◆ WRITTEN PROBLEM ◆
Write out each record below exactly as it appears, with no pictures.

◆ PROVIDED RECORDS ◆

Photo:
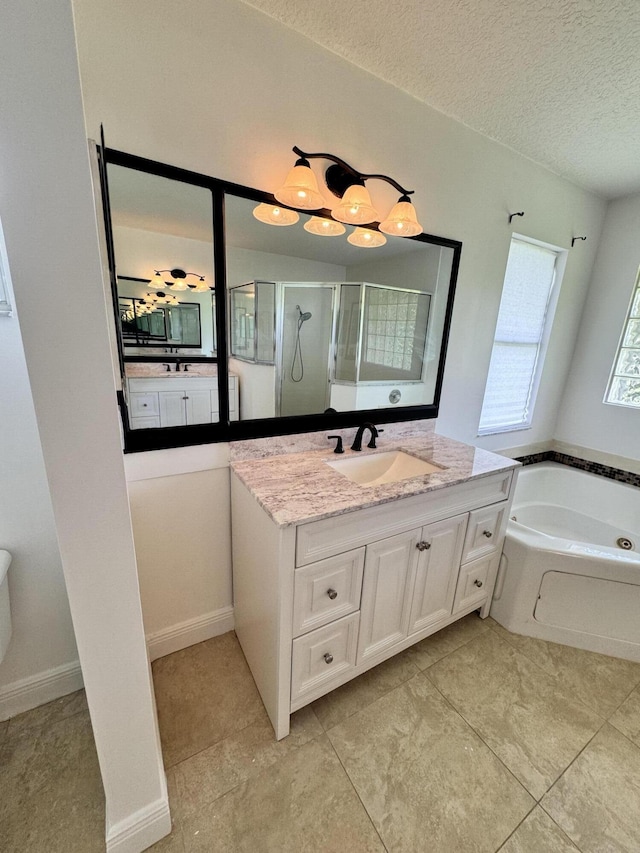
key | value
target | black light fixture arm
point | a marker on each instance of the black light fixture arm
(344, 167)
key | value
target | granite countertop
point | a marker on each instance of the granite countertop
(300, 487)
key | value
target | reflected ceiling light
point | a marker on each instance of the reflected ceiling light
(355, 207)
(324, 227)
(348, 184)
(402, 220)
(366, 238)
(201, 286)
(301, 188)
(179, 277)
(272, 215)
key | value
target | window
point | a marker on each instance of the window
(624, 386)
(524, 321)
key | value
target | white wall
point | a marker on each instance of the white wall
(43, 647)
(585, 420)
(49, 220)
(239, 95)
(243, 97)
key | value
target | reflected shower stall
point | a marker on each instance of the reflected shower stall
(303, 347)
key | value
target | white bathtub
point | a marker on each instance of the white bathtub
(563, 576)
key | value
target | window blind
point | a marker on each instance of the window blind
(516, 355)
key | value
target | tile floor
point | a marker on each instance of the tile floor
(474, 740)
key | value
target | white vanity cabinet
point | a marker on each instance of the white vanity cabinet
(320, 602)
(177, 401)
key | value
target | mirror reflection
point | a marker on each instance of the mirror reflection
(318, 323)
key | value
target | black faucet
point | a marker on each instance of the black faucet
(357, 441)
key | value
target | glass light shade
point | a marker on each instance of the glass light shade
(271, 215)
(402, 220)
(324, 227)
(355, 207)
(366, 238)
(301, 189)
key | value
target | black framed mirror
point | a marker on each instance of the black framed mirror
(297, 331)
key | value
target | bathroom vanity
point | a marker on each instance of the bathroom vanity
(177, 399)
(332, 577)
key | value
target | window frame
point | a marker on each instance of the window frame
(543, 343)
(635, 293)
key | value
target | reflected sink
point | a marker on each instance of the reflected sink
(381, 468)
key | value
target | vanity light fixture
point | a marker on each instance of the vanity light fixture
(301, 187)
(179, 277)
(324, 227)
(272, 215)
(348, 184)
(366, 238)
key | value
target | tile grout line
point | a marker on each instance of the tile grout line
(366, 811)
(477, 733)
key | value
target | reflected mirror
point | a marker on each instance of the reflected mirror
(307, 325)
(316, 323)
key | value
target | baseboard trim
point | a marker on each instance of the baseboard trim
(40, 688)
(188, 633)
(141, 829)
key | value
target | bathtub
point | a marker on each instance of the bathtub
(570, 570)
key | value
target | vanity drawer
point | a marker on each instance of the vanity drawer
(475, 581)
(144, 405)
(327, 590)
(484, 531)
(322, 657)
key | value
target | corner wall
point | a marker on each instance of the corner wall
(607, 432)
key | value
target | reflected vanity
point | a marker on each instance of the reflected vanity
(293, 332)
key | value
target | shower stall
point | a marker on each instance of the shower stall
(303, 347)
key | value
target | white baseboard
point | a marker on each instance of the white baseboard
(188, 633)
(141, 829)
(37, 689)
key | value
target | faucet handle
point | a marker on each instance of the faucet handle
(374, 434)
(339, 447)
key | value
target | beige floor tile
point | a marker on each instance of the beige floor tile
(51, 796)
(600, 681)
(204, 694)
(597, 800)
(302, 804)
(627, 718)
(362, 691)
(215, 771)
(425, 777)
(538, 834)
(531, 723)
(51, 713)
(438, 645)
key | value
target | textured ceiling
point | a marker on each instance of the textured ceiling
(556, 80)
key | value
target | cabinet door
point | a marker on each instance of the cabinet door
(389, 572)
(172, 410)
(440, 549)
(198, 406)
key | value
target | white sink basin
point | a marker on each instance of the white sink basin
(380, 468)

◆ RESULT OF THE EXERCISE ◆
Photo:
key | value
target | black light fixture arm
point | a marker on each instance of the black light fixture arm
(344, 167)
key | value
target | granite countertop
point | a marker on each instance of the granite countertop
(300, 487)
key | value
target | reflected ceiling light
point | a marker on each instance of the reflected ceiling light
(355, 207)
(324, 227)
(348, 184)
(402, 220)
(366, 238)
(201, 286)
(301, 188)
(179, 277)
(272, 215)
key | value
target | window
point | a marker on each instance of the window
(624, 386)
(524, 321)
key | value
target | white wall
point | a marker on each instance of the white wall
(43, 647)
(585, 420)
(49, 220)
(239, 95)
(243, 97)
key | value
target | reflected shower stall
point | a marker on each instance of the reflected shower stall
(303, 347)
key | value
target | white bathtub
point | a marker on each instance of the white bathtub
(563, 576)
key | value
target | window blind
point | a marker on each instance of the window blind
(516, 355)
key | value
target | tile floor
point | a marker on each instance of the tile floor
(474, 740)
key | value
target | white vanity cabinet
point | a marker on each instance of the white vanity cabinet
(320, 602)
(177, 401)
key | value
target | mirror reflection
point | a marker on each instance of the mirror reflection
(318, 323)
key | value
target | black faucet
point | a marker on each instance of the black faucet
(357, 441)
key | value
target | glass light shade
point | a marker on each instance of the glass light shade
(271, 215)
(402, 220)
(324, 227)
(355, 207)
(366, 238)
(301, 189)
key | value
target | black framed mirror
point | a marker on each instance of the black framed mirror
(297, 331)
key | value
target | bathroom vanity
point | a marker on each instance of the bathroom vanity
(177, 399)
(332, 577)
key | value
target | window frame
point | a marker on each instance of the window frame
(543, 343)
(635, 293)
key | value
target | reflected sink
point | a marker on each instance of the reflected sink
(381, 468)
key | value
target | vanity light fixture
point | a marker on each instance of the vanity light fixture
(301, 187)
(179, 277)
(324, 227)
(272, 215)
(348, 184)
(366, 238)
key | value
target | tile grout line
point | a marker on each instance of the tile grout line
(366, 811)
(477, 733)
key | value
target | reflected mirror
point | a marker on each instance of the reflected mirror
(307, 325)
(316, 323)
key | value
target | baseboard trim
point | a marker on each instance of the baseboard trim
(40, 688)
(188, 633)
(141, 829)
key | value
target | bathtub
point | a marker on each instance of the bathtub
(570, 570)
key | value
target | vanity drawer
point | a marker on each instance of the vanity drawer
(475, 581)
(144, 405)
(327, 590)
(484, 531)
(322, 657)
key | value
target | corner wall
point | a marker on each instance of the corner wall
(607, 432)
key | value
target | reflected vanity
point | a marker on each instance of the reflected vanity
(293, 332)
key | value
target | shower stall
point | a marker on each instance of the shower stall
(303, 347)
key | value
target | white baseboard
point | a marker on each instance of the white baseboard
(188, 633)
(141, 829)
(37, 689)
key | value
target | faucet handle
point | a marker on each instance of the faucet handle
(374, 434)
(339, 447)
key | value
target | beige floor tile
point | a marker on each instance of the beige floor tile
(51, 796)
(600, 681)
(204, 694)
(597, 800)
(302, 804)
(627, 718)
(362, 691)
(215, 771)
(425, 777)
(538, 834)
(531, 723)
(51, 713)
(438, 645)
key | value
target | textured ceiling
point | a marker on each instance of the textured ceiling
(556, 80)
key | value
target | cabinet door
point | a marker on each instance of the cabinet door
(389, 572)
(172, 410)
(440, 549)
(198, 406)
key | value
target | white sink basin
point | a marker on each instance of the white sink basin
(380, 468)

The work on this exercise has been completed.